### EXERCISE DESCRIPTION
Extract every line from the listing below that holds the string “curved”, treating uppercase and lowercase as different.
==== RECORD EXCERPTS
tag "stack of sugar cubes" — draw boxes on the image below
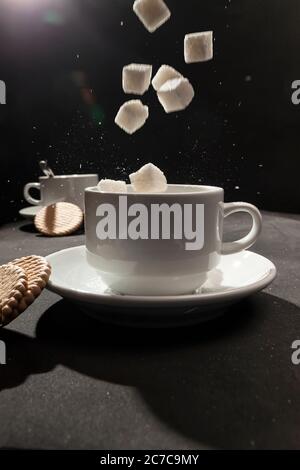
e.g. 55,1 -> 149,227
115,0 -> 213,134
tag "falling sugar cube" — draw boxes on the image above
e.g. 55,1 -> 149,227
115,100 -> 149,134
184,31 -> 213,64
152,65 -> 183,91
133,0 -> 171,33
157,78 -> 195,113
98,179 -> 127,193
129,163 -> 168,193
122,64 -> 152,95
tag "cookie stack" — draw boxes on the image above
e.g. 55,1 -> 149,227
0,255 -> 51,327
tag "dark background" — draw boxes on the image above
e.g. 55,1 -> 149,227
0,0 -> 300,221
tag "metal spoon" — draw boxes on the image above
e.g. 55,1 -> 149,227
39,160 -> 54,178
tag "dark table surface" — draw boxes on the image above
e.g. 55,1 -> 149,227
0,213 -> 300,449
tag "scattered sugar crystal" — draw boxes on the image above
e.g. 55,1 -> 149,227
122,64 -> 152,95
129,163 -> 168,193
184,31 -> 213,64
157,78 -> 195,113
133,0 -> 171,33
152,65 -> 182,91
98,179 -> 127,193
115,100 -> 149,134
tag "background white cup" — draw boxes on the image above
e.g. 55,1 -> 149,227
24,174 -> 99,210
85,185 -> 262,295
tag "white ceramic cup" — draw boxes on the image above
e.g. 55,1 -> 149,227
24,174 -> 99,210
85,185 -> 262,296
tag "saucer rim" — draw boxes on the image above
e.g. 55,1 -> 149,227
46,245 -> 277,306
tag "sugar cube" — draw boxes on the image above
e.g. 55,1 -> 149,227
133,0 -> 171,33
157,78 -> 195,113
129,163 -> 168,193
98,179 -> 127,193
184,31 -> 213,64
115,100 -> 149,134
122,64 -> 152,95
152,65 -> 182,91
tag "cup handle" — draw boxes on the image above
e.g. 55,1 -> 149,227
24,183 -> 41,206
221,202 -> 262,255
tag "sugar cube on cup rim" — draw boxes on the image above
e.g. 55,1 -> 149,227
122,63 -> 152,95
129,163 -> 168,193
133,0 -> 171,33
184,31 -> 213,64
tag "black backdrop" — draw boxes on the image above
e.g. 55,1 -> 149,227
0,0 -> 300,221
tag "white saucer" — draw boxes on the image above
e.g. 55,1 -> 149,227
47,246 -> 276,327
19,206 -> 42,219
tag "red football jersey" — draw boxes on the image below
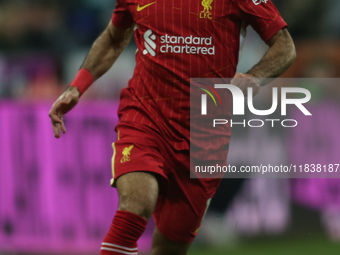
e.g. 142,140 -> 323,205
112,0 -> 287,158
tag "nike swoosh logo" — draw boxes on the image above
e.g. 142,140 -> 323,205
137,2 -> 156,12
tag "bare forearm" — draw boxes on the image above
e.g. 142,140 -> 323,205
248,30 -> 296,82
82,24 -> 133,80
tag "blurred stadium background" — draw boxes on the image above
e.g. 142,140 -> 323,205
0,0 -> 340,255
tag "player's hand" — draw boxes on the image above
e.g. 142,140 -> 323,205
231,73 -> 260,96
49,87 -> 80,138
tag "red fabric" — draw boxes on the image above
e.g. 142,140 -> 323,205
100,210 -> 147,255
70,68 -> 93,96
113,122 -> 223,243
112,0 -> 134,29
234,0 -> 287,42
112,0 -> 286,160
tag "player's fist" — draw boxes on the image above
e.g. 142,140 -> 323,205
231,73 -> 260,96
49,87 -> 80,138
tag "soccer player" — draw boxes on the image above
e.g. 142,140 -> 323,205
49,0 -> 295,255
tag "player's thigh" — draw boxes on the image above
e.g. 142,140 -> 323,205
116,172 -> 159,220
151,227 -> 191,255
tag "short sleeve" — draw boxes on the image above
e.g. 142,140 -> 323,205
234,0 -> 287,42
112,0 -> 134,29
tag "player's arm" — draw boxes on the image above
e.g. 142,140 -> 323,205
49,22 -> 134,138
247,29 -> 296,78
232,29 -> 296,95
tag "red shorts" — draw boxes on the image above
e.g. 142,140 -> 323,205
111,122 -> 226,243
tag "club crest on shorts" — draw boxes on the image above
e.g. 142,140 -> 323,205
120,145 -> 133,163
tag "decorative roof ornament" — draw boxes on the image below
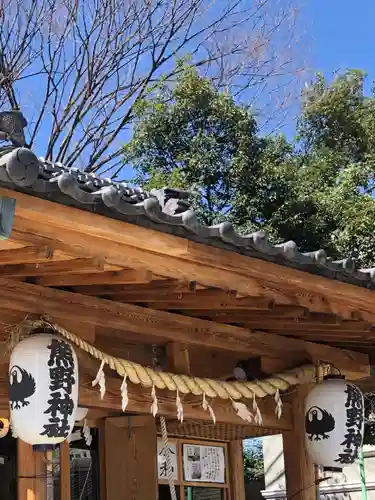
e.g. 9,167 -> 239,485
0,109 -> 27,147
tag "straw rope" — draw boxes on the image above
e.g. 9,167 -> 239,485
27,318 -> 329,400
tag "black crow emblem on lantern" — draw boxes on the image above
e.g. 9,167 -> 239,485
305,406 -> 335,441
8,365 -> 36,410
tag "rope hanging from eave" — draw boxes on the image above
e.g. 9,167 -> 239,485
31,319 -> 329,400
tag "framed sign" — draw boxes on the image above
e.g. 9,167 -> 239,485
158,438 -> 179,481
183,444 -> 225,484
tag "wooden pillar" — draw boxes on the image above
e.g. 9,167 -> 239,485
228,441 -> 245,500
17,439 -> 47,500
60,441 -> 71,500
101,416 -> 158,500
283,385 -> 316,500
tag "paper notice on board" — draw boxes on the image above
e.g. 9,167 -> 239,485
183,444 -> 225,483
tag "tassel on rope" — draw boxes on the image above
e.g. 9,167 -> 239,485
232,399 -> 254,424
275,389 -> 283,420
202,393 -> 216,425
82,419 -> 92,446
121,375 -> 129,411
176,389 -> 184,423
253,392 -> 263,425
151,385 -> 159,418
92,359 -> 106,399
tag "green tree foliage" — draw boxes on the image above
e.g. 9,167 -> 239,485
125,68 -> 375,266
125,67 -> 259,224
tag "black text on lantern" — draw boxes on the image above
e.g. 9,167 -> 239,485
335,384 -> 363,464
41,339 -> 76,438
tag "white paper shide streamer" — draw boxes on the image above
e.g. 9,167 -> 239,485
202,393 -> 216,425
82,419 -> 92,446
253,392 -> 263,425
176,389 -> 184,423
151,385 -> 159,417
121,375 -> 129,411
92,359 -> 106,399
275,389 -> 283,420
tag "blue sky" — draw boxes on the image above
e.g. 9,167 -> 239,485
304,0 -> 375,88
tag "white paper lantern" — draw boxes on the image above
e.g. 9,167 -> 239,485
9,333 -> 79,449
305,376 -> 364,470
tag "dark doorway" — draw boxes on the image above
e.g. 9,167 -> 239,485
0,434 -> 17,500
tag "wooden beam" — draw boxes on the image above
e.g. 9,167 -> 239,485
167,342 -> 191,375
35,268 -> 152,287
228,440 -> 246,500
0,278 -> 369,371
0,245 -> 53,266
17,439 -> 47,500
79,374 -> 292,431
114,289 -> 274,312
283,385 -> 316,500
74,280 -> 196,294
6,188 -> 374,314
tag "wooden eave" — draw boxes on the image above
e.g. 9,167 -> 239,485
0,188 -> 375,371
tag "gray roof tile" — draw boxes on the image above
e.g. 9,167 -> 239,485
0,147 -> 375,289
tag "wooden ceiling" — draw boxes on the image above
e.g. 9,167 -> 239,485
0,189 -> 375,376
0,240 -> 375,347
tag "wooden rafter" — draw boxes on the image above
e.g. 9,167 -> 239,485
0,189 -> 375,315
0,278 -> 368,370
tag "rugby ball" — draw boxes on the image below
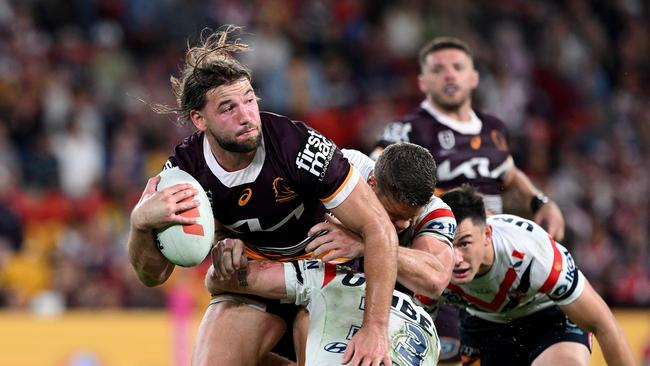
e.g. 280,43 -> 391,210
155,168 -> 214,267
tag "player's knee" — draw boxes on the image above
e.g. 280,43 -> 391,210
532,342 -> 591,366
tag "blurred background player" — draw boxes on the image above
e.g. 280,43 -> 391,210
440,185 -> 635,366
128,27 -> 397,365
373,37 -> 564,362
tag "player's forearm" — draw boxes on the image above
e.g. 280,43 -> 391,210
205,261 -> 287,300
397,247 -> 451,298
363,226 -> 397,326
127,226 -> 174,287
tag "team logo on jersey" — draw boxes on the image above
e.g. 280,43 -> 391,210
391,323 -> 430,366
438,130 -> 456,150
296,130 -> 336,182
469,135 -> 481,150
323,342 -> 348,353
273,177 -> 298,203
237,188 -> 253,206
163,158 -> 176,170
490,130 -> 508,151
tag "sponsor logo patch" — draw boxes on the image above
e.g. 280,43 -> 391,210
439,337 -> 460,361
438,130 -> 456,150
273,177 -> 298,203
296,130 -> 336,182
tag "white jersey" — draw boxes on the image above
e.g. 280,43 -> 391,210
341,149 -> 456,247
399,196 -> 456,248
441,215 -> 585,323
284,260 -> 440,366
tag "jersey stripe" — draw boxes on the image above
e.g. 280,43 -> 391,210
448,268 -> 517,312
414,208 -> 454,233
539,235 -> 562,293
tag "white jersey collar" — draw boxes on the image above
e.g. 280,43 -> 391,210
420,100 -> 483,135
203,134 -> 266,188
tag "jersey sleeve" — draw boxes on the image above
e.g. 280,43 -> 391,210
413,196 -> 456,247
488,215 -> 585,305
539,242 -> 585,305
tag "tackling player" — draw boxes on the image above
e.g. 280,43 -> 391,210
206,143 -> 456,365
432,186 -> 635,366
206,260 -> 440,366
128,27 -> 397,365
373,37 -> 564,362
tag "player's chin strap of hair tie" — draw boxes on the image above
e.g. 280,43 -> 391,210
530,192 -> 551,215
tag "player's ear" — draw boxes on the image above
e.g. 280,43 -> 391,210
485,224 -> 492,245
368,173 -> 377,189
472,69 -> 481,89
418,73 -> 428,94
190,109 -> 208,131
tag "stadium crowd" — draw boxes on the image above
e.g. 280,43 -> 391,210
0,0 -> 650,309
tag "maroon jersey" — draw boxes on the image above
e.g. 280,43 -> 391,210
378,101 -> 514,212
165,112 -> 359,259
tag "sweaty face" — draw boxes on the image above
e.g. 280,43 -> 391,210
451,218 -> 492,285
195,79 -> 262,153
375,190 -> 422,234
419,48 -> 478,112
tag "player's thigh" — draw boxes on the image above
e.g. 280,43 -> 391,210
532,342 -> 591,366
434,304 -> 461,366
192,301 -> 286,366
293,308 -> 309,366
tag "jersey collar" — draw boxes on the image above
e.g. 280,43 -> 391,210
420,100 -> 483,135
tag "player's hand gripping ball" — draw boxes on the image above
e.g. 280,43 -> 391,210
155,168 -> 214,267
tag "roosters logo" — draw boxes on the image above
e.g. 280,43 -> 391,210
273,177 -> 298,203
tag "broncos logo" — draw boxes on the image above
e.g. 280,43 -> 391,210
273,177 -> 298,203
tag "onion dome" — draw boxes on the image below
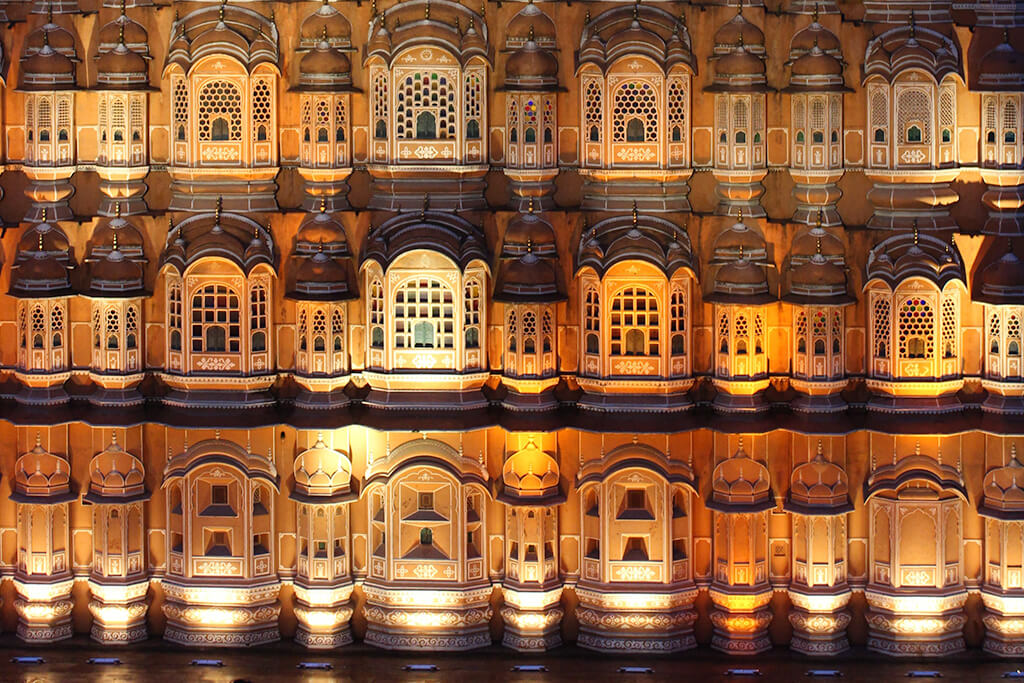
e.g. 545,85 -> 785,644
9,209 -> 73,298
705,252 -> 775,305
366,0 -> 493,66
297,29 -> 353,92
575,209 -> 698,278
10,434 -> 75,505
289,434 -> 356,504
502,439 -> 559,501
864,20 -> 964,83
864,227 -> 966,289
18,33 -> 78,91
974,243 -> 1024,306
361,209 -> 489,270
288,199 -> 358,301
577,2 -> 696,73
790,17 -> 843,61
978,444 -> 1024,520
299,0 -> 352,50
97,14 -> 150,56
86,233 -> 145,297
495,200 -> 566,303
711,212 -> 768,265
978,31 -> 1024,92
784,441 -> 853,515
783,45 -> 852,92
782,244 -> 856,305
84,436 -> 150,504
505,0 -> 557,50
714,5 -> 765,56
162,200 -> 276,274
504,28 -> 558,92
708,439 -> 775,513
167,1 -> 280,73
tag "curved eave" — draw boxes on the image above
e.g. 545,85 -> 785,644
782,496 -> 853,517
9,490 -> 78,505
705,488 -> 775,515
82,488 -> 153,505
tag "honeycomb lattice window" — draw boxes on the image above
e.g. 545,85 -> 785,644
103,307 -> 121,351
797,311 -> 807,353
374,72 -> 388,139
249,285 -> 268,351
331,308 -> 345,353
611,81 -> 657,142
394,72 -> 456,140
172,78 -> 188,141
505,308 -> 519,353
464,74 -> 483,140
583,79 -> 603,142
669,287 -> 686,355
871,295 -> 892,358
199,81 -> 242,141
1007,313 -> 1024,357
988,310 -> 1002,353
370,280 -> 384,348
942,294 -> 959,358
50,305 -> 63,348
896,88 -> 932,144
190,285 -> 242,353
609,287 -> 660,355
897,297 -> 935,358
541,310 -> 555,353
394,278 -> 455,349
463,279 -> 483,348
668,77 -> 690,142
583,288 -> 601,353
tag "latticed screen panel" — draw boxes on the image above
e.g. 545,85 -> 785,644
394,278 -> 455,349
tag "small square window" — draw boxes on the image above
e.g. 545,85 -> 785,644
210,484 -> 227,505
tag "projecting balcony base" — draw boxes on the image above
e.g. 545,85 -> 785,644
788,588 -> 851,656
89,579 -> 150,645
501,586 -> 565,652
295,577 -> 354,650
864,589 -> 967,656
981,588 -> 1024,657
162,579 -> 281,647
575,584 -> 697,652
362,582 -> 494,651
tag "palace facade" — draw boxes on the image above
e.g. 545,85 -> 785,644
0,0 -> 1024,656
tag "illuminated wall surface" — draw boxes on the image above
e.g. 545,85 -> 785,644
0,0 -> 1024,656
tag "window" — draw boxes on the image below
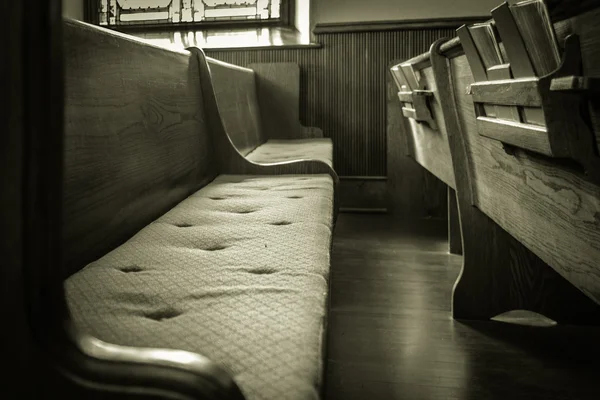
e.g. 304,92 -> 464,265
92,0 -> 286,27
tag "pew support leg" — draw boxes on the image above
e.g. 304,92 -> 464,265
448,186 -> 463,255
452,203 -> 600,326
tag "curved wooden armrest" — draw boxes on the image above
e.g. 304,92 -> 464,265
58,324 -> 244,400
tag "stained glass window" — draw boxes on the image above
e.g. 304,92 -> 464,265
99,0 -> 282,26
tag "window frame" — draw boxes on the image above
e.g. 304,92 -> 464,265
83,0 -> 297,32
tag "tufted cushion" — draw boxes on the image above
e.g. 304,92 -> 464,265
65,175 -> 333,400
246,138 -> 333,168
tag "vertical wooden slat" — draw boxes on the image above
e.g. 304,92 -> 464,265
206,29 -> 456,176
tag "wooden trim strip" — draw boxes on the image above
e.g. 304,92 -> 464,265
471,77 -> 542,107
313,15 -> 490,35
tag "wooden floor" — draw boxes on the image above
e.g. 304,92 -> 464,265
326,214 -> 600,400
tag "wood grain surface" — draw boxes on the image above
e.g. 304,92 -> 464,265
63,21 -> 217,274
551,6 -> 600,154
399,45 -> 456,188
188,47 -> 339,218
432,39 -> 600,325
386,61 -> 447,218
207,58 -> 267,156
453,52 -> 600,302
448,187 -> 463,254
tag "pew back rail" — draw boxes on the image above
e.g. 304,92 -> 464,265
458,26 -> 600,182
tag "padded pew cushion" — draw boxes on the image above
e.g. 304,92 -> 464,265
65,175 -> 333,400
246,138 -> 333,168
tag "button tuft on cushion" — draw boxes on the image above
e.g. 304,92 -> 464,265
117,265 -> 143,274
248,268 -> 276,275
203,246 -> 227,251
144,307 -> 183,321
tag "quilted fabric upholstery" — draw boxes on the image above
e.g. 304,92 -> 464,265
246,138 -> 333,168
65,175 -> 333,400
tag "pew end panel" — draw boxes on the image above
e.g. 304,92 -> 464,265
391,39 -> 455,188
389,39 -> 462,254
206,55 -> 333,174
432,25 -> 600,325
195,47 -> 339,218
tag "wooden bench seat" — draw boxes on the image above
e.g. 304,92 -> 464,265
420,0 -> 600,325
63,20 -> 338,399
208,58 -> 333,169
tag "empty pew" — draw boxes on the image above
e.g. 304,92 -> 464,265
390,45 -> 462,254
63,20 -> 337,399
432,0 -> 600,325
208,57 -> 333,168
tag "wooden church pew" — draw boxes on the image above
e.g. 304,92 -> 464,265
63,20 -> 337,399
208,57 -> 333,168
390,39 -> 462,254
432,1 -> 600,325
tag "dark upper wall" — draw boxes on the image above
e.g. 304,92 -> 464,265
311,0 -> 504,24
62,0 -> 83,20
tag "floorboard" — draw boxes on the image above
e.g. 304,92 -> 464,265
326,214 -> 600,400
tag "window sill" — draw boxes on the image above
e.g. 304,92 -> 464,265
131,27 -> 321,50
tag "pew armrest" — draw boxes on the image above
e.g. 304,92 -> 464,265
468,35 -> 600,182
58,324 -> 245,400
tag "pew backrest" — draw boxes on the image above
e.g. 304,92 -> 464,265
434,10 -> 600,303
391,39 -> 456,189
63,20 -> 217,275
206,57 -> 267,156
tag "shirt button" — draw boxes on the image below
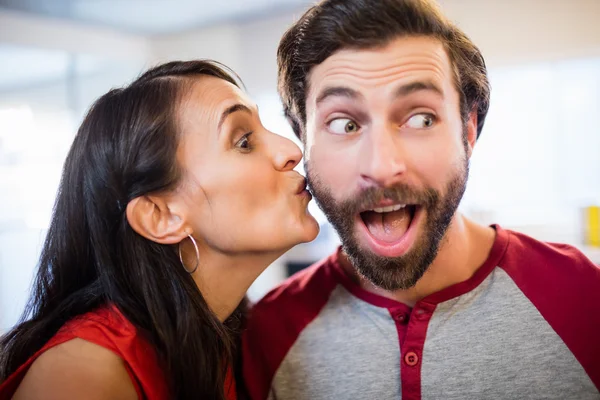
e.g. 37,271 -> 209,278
========
### PROBLEM SOLUTION
tag "curved eave" — draw boxes on the image above
tag "curved wooden armrest" — draw boxes on the image above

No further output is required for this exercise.